TASK TO CARRY OUT:
The lines to return run from the one containing "Every instance of the green hedge" through the end of the material; give them exactly and leave out the pictures.

PROVIDED ENTRIES:
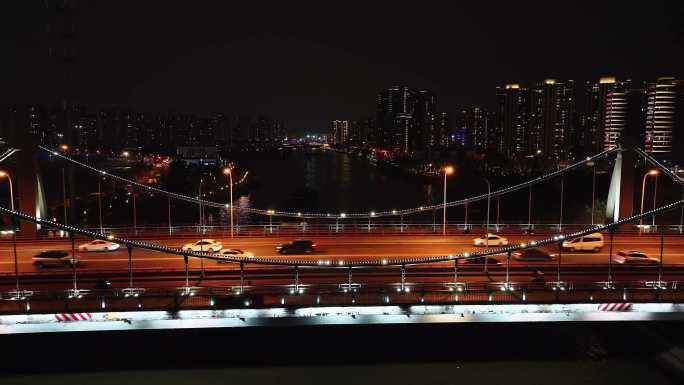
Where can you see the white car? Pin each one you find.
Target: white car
(633, 256)
(491, 240)
(99, 245)
(234, 253)
(593, 242)
(204, 245)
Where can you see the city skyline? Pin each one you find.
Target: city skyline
(554, 118)
(251, 65)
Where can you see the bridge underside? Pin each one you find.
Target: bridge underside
(343, 315)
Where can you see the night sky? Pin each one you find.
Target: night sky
(309, 63)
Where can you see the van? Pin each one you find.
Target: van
(592, 242)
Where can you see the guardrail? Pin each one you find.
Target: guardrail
(174, 298)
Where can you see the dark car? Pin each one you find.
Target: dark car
(533, 255)
(299, 246)
(478, 261)
(53, 258)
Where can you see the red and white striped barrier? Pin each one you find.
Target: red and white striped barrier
(68, 317)
(615, 306)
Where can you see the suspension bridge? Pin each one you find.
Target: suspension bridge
(371, 260)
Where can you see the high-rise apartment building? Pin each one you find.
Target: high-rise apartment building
(339, 131)
(512, 109)
(663, 117)
(556, 132)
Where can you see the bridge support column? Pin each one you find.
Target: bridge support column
(620, 202)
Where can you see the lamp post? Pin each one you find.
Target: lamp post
(448, 170)
(5, 174)
(489, 193)
(64, 149)
(227, 171)
(200, 227)
(560, 218)
(655, 195)
(643, 189)
(99, 203)
(270, 219)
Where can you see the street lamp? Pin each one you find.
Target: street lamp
(270, 219)
(227, 171)
(643, 189)
(448, 170)
(64, 149)
(5, 174)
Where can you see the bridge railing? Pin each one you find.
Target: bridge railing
(618, 297)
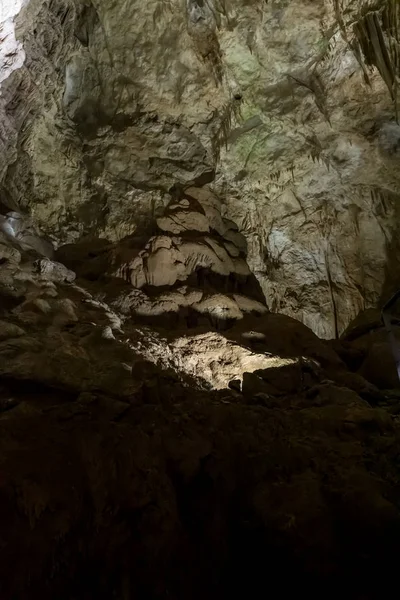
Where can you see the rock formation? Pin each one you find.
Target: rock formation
(193, 194)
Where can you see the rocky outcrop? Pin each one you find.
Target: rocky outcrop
(172, 174)
(194, 268)
(136, 460)
(107, 105)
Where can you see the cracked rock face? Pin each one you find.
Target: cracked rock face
(175, 175)
(108, 105)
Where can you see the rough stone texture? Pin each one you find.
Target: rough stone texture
(162, 433)
(116, 102)
(129, 469)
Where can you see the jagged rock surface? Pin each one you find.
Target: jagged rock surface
(125, 474)
(106, 105)
(162, 432)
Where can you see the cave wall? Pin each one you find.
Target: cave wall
(107, 105)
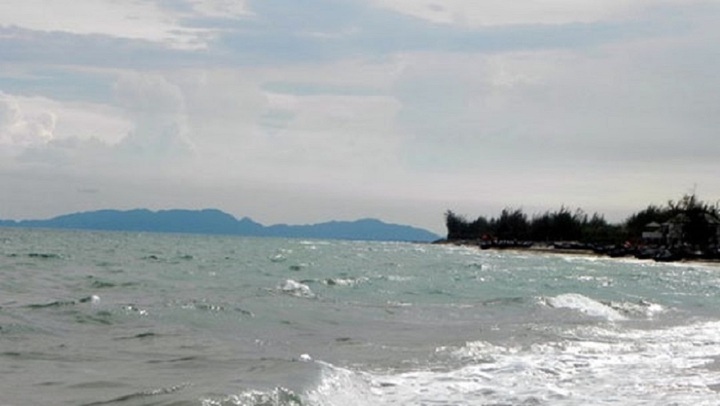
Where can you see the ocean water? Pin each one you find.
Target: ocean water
(91, 318)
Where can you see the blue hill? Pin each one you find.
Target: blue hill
(211, 221)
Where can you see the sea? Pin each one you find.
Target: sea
(112, 318)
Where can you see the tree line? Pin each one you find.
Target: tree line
(697, 220)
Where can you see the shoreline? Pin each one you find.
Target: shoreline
(549, 249)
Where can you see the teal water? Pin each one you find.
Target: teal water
(90, 318)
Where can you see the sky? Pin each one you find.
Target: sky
(306, 111)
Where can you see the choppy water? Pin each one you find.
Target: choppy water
(141, 319)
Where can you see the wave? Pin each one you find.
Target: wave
(610, 311)
(294, 288)
(585, 305)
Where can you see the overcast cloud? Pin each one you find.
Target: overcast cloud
(308, 111)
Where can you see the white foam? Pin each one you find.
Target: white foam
(597, 367)
(295, 288)
(585, 305)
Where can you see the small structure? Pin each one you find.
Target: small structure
(653, 234)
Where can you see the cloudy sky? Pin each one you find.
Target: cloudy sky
(304, 111)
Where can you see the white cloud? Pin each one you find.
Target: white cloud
(157, 109)
(18, 130)
(221, 8)
(131, 19)
(473, 13)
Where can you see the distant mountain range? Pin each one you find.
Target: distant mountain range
(211, 221)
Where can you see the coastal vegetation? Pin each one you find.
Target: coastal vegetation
(679, 229)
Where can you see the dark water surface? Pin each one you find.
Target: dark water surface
(144, 319)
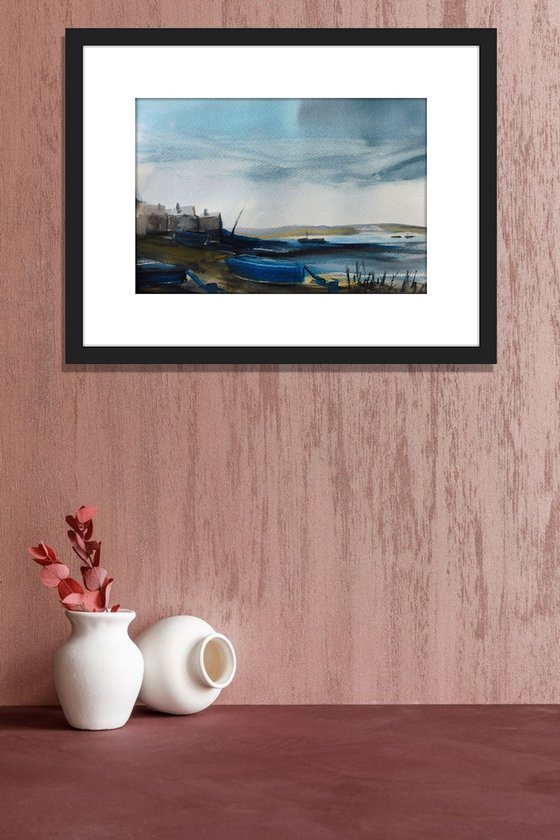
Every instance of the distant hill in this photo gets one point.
(330, 230)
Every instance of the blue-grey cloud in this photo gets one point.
(331, 142)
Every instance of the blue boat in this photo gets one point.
(263, 270)
(154, 273)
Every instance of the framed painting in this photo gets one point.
(281, 196)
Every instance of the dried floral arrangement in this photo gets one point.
(93, 596)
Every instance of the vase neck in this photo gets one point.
(87, 622)
(217, 661)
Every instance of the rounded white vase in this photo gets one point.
(186, 665)
(98, 670)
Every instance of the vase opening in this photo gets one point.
(217, 660)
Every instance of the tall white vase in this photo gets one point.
(186, 665)
(98, 670)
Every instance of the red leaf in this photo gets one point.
(94, 601)
(69, 586)
(78, 545)
(95, 578)
(92, 545)
(53, 574)
(85, 514)
(43, 554)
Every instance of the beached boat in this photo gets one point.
(154, 273)
(263, 270)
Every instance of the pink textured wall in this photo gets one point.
(364, 535)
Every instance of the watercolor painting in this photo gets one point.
(262, 196)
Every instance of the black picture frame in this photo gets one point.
(75, 350)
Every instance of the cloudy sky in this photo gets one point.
(286, 161)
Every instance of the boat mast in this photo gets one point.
(235, 225)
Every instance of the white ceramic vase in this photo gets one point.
(98, 670)
(186, 665)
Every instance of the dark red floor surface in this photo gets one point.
(383, 772)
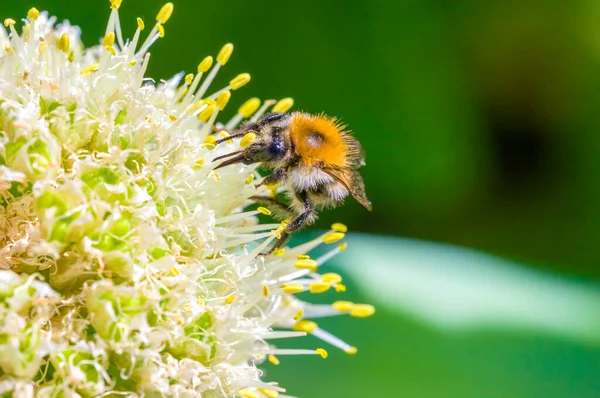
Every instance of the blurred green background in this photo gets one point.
(480, 120)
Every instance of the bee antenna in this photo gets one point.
(229, 137)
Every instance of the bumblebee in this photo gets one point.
(312, 157)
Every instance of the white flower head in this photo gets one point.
(129, 265)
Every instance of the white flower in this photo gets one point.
(139, 267)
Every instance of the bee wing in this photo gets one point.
(356, 155)
(353, 182)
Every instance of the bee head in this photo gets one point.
(269, 145)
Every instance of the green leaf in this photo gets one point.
(453, 288)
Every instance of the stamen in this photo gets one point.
(339, 227)
(305, 326)
(247, 140)
(342, 306)
(299, 314)
(33, 14)
(244, 112)
(319, 287)
(306, 264)
(264, 210)
(262, 110)
(362, 310)
(223, 99)
(331, 277)
(247, 394)
(225, 54)
(64, 43)
(333, 237)
(269, 393)
(333, 340)
(165, 13)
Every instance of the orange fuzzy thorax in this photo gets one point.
(318, 139)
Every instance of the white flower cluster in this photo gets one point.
(128, 266)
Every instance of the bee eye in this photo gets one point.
(315, 139)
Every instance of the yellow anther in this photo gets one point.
(249, 107)
(199, 163)
(207, 113)
(322, 352)
(333, 237)
(247, 140)
(340, 288)
(239, 81)
(165, 13)
(319, 287)
(343, 306)
(205, 64)
(339, 227)
(264, 210)
(269, 393)
(278, 232)
(305, 326)
(64, 43)
(291, 288)
(111, 50)
(247, 394)
(362, 310)
(306, 264)
(161, 29)
(115, 4)
(283, 105)
(33, 13)
(210, 142)
(225, 53)
(223, 99)
(298, 315)
(109, 39)
(331, 277)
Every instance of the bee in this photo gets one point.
(312, 157)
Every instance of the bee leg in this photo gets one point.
(276, 177)
(303, 219)
(279, 208)
(280, 242)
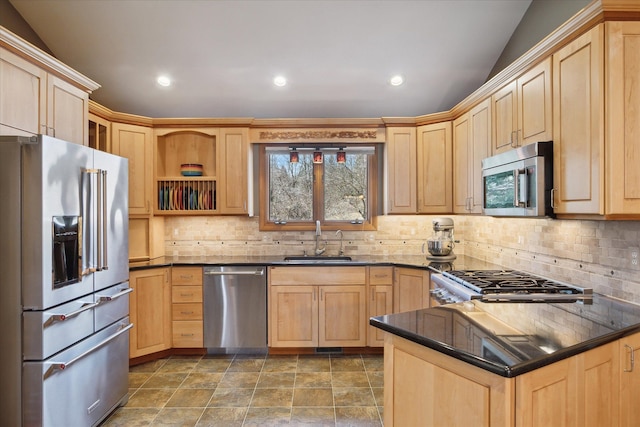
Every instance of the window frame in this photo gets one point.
(318, 193)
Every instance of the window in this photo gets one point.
(296, 194)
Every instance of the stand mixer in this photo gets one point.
(441, 243)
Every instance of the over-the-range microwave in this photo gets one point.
(519, 182)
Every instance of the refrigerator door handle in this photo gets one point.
(108, 298)
(62, 317)
(60, 366)
(87, 266)
(101, 225)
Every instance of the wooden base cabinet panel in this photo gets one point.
(410, 289)
(629, 373)
(293, 316)
(150, 311)
(186, 307)
(317, 307)
(426, 388)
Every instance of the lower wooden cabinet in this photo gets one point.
(410, 289)
(186, 307)
(596, 388)
(629, 369)
(150, 311)
(317, 307)
(380, 300)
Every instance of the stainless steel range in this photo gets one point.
(502, 286)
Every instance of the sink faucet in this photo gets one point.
(319, 250)
(340, 251)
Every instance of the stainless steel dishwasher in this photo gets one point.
(235, 309)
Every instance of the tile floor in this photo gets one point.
(241, 390)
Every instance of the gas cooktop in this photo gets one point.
(514, 285)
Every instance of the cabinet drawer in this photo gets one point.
(380, 275)
(186, 294)
(186, 311)
(188, 334)
(187, 276)
(333, 275)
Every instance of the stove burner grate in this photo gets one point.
(508, 281)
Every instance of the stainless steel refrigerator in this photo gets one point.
(64, 300)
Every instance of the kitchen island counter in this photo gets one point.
(510, 339)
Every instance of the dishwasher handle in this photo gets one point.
(259, 272)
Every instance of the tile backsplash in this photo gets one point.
(602, 255)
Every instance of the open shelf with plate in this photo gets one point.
(186, 170)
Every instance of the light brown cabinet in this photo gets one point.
(629, 349)
(135, 143)
(471, 144)
(186, 307)
(233, 152)
(317, 307)
(410, 289)
(595, 388)
(223, 186)
(401, 154)
(380, 300)
(146, 232)
(622, 138)
(33, 101)
(578, 110)
(424, 387)
(579, 391)
(435, 163)
(150, 311)
(522, 110)
(99, 133)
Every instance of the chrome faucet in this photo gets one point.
(319, 250)
(340, 251)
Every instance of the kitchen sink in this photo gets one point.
(309, 259)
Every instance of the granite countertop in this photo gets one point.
(414, 261)
(510, 339)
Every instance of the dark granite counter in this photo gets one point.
(510, 339)
(412, 261)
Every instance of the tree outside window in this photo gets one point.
(297, 194)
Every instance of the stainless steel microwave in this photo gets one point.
(519, 182)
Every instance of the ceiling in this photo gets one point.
(338, 56)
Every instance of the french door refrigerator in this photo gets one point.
(64, 300)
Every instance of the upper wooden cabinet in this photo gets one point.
(522, 110)
(99, 133)
(401, 170)
(233, 151)
(191, 194)
(578, 110)
(33, 101)
(622, 138)
(223, 185)
(135, 143)
(471, 144)
(435, 163)
(419, 169)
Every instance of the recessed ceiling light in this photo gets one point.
(164, 81)
(396, 80)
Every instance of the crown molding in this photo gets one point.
(34, 54)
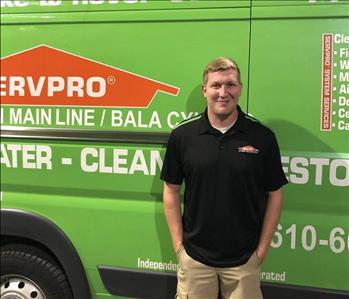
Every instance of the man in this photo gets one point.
(231, 167)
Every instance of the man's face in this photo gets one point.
(222, 92)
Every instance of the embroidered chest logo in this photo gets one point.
(248, 149)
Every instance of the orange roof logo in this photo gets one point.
(47, 76)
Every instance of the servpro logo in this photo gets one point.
(47, 76)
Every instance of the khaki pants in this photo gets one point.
(198, 281)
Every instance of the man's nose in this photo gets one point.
(223, 91)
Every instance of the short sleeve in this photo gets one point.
(172, 171)
(274, 176)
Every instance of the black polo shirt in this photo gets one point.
(227, 178)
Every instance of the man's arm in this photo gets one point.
(173, 213)
(271, 219)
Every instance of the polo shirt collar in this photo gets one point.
(240, 124)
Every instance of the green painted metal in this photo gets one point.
(278, 45)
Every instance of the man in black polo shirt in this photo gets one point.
(231, 167)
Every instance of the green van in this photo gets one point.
(90, 90)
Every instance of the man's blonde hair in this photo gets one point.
(220, 64)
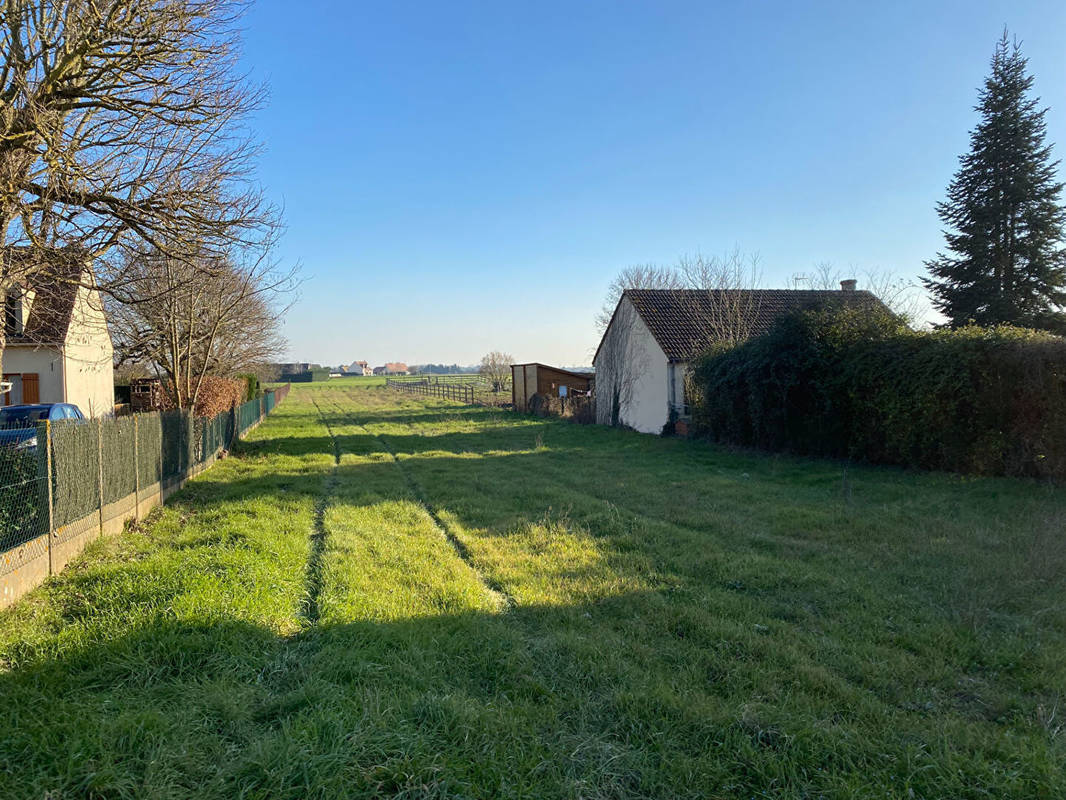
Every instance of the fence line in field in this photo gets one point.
(77, 480)
(462, 392)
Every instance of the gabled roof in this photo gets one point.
(51, 310)
(683, 321)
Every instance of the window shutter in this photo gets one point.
(31, 392)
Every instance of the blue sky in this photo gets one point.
(459, 177)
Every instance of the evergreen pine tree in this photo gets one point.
(1006, 262)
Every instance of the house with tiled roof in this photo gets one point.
(57, 346)
(655, 335)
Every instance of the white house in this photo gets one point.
(655, 334)
(58, 348)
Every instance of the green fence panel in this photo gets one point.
(149, 437)
(75, 478)
(23, 494)
(119, 473)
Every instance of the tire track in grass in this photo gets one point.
(503, 598)
(309, 610)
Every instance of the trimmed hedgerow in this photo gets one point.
(987, 401)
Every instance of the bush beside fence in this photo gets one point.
(983, 401)
(86, 478)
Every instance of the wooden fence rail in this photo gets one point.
(462, 393)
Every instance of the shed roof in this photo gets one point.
(587, 374)
(683, 321)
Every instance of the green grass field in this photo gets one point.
(382, 595)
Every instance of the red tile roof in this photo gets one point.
(683, 321)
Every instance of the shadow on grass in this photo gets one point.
(451, 705)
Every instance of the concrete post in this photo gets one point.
(48, 483)
(99, 469)
(136, 472)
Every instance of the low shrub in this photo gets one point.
(986, 401)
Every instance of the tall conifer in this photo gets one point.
(1004, 223)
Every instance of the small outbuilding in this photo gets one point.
(528, 380)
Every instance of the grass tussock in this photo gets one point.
(386, 595)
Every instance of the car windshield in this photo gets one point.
(10, 417)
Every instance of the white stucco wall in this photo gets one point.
(89, 355)
(631, 366)
(677, 376)
(46, 362)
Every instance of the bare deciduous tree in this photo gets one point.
(636, 276)
(193, 320)
(728, 310)
(495, 367)
(120, 128)
(902, 297)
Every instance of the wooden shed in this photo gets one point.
(539, 379)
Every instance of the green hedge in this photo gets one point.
(986, 401)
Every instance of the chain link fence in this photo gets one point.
(66, 481)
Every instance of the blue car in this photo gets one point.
(18, 424)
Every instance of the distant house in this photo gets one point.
(58, 348)
(655, 334)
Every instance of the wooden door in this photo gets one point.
(31, 388)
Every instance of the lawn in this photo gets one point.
(382, 594)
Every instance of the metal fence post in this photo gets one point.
(99, 469)
(48, 482)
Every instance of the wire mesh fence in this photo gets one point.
(65, 481)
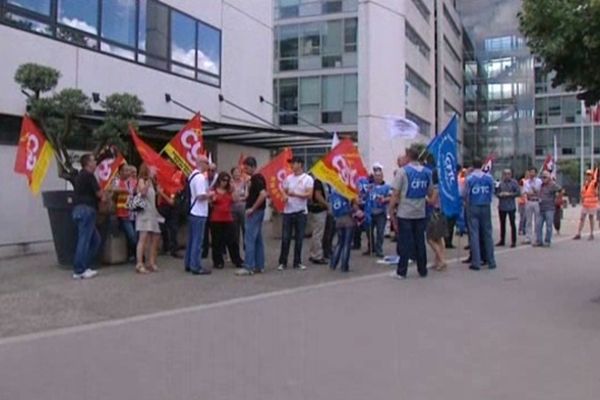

TASK ANSWER:
Every instance of the green hedge in this photo gets one point.
(986, 401)
Every instance of the chain link fence in this photo gets one point.
(66, 481)
Every instance of the blue car in this photo gets one point.
(18, 424)
Every instance of the distant house in this photo gets one point.
(58, 348)
(655, 334)
Every instance of the wooden door in this photo gets one point.
(31, 388)
Every instance of the lawn in this photo gets one point.
(382, 594)
Every instance of the metal fence post in this photo gets one point.
(99, 469)
(48, 482)
Every instance of the wire mesh fence in this photo gets one point.
(65, 481)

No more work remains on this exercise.